REQUEST
Write the lines below out again without any changes, leaving out the pictures.

Object outline annotations:
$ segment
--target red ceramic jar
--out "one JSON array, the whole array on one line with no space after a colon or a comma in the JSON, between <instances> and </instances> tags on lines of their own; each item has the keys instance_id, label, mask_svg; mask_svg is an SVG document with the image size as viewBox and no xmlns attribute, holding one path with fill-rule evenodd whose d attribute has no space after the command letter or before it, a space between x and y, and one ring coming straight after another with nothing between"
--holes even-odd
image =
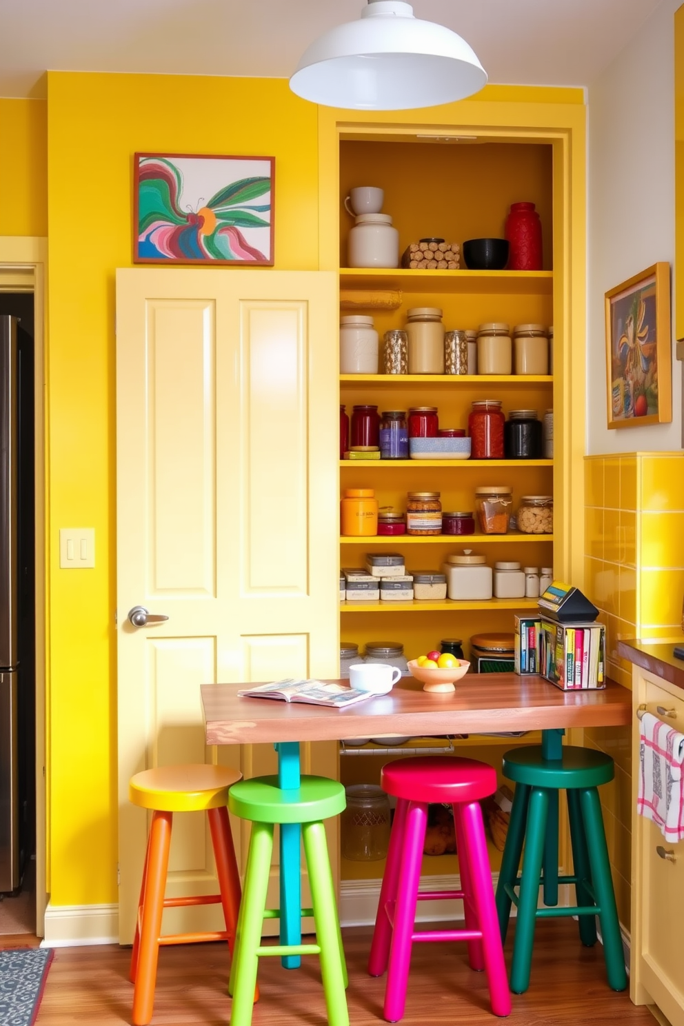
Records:
<instances>
[{"instance_id":1,"label":"red ceramic jar","mask_svg":"<svg viewBox=\"0 0 684 1026\"><path fill-rule=\"evenodd\" d=\"M541 270L541 222L534 203L512 203L506 219L509 271Z\"/></svg>"},{"instance_id":2,"label":"red ceramic jar","mask_svg":"<svg viewBox=\"0 0 684 1026\"><path fill-rule=\"evenodd\" d=\"M409 438L437 438L437 406L411 406L408 410Z\"/></svg>"}]
</instances>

TASK OUTPUT
$ segment
--target red ceramic jar
--out "one JSON array, the whole array on one line with no space after a colon or a comma in the JSON, between <instances> and </instances> tags on lines of their own; each item has the keys instance_id, label, mask_svg; mask_svg is an SVG document with the image size as viewBox and no xmlns attribute, holding one path with fill-rule evenodd whose d attribute has no space after the command letter or before it, a space between x and y, and one ring coming straight after another with nothing between"
--holes even-odd
image =
Records:
<instances>
[{"instance_id":1,"label":"red ceramic jar","mask_svg":"<svg viewBox=\"0 0 684 1026\"><path fill-rule=\"evenodd\" d=\"M541 270L541 222L534 203L512 203L506 219L509 271Z\"/></svg>"},{"instance_id":2,"label":"red ceramic jar","mask_svg":"<svg viewBox=\"0 0 684 1026\"><path fill-rule=\"evenodd\" d=\"M409 438L437 438L437 406L411 406L408 410Z\"/></svg>"}]
</instances>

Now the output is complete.